Texto extraído →
┌──

El conquistador, conquistado, Manoel de Oliveira
Contada con un minimalismo y sencillez extremos, la historia de Manoel de Oliveira le parecerá, a un espectador poco atento, una obrita insignificante. Lo cierto es que Oliveira ha alcanzado ya tal magisterio que no necesita hacer alarde alguno para ofrecernos algo que rezuma savoir faire cinematográfico. La historia, un pequeño cuento, desmonta sin embargo la Historia como discurrir asociado a cualquier grandilocuencia, algo que necesitamos como agua de mayo en estos tiempos en los que tan fácilmente se sacrifican las vidas de los hombres por un himno, una bandera, una ideología o un fastuoso pasado. Ya desde el comienzo del filme, con esa turista que mira la ciudad conmemorada a través de la ventana del autobús, Oliveira marca el tono ligero e ínfimo de su relato. Lo que se va sucediendo en la narración no tiene una mayor importancia dentro de lo que podría ser un viaje turístico programado, aunque el humor socarrón de Oliveira va dejando pistas por aquí y por allá sin subrayado alguno, como en el episodio de los militares que hacen su pequeño espectáculo ante los turistas sin ninguna convicción. La cámara no interfiere en este pequeño deambular de los turistas que siguen a un guía que, a su vez, va contando rutinariamente las mismas cosas expedición tras expedición. Y todo transcurre plácidamente, con la estatua del fundador de la ciudad supervisándolo todo en actitud guerrera. Como pasa con el mediometraje de Erice, sin su broche final el cortometraje de Oliveira hubiera sido un buen corto, pero algo nos faltaría. Si en el caso de Erice son los últimos planos asociados a la fotografía y el acordeón los que nos impelen a enfrentarnos con el pasado, en Oliveira es un único plano final el que da sentido a todo, pero que sin todo lo anterior tampoco tendría él mismo un sentido, o al menos, el sentido que nos aporta al verlo todo en su conjunto. Con Roberto Rossellini podemos concluir que un plano por sí mismo no es nada, sino que lo es en relación con lo que hay antes y con lo que vendrá después, aunque ese después sean los títulos de crédito finales.

└──

Requisitos del ejercicio →
(A) Convierte en una lista breve el párrafo de la reseña que empieza con «Contada con un minimalismo». Mantén sus datos principales.
(B) Según la reseña, ¿a través de qué mira la turista la ciudad al comienzo del filme?

Filas proporcionadas →
┌──

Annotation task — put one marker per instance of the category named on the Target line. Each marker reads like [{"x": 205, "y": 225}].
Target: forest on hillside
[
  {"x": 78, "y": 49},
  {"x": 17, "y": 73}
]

└──

Soluciones →
(A)
- La historia de Oliveira se cuenta con un minimalismo y una sencillez extremos. Un espectador poco atento puede tomarla por una obrita insignificante.
- Oliveira tiene tal magisterio que, sin alardes, ofrece un gran *savoir faire* cinematográfico.
- Este pequeño cuento desmonta la Historia grandilocuente. Eso hace falta en tiempos en que se sacrifican vidas por un himno, una bandera, una ideología o un pasado fastuoso.
- Al principio, una turista mira la ciudad conmemorada por la ventana del autobús. Esa imagen marca el tono ligero del relato.
- El humor socarrón de Oliveira deja pistas sin subrayarlas. Un ejemplo son los militares que hacen su espectáculo sin convicción.
- La cámara no interfiere en el recorrido de los turistas. Estos siguen a un guía que repite rutinariamente lo mismo en cada expedición.
- La estatua del fundador de la ciudad lo supervisa todo en actitud guerrera.
- Sin su final, el corto habría sido bueno, pero le faltaría algo, igual que al mediometraje de Erice.
- En Erice, los últimos planos con la fotografía y el acordeón obligan a enfrentarse al pasado. En Oliveira, un único plano final da sentido al conjunto, y ese plano solo tiene sentido por todo lo anterior.
- Con Rossellini se concluye que un plano no es nada por sí mismo. Vale por su relación con lo que hay antes y con lo que viene después, aunque sean los títulos de crédito.

(B) A través de la ventana del autobús.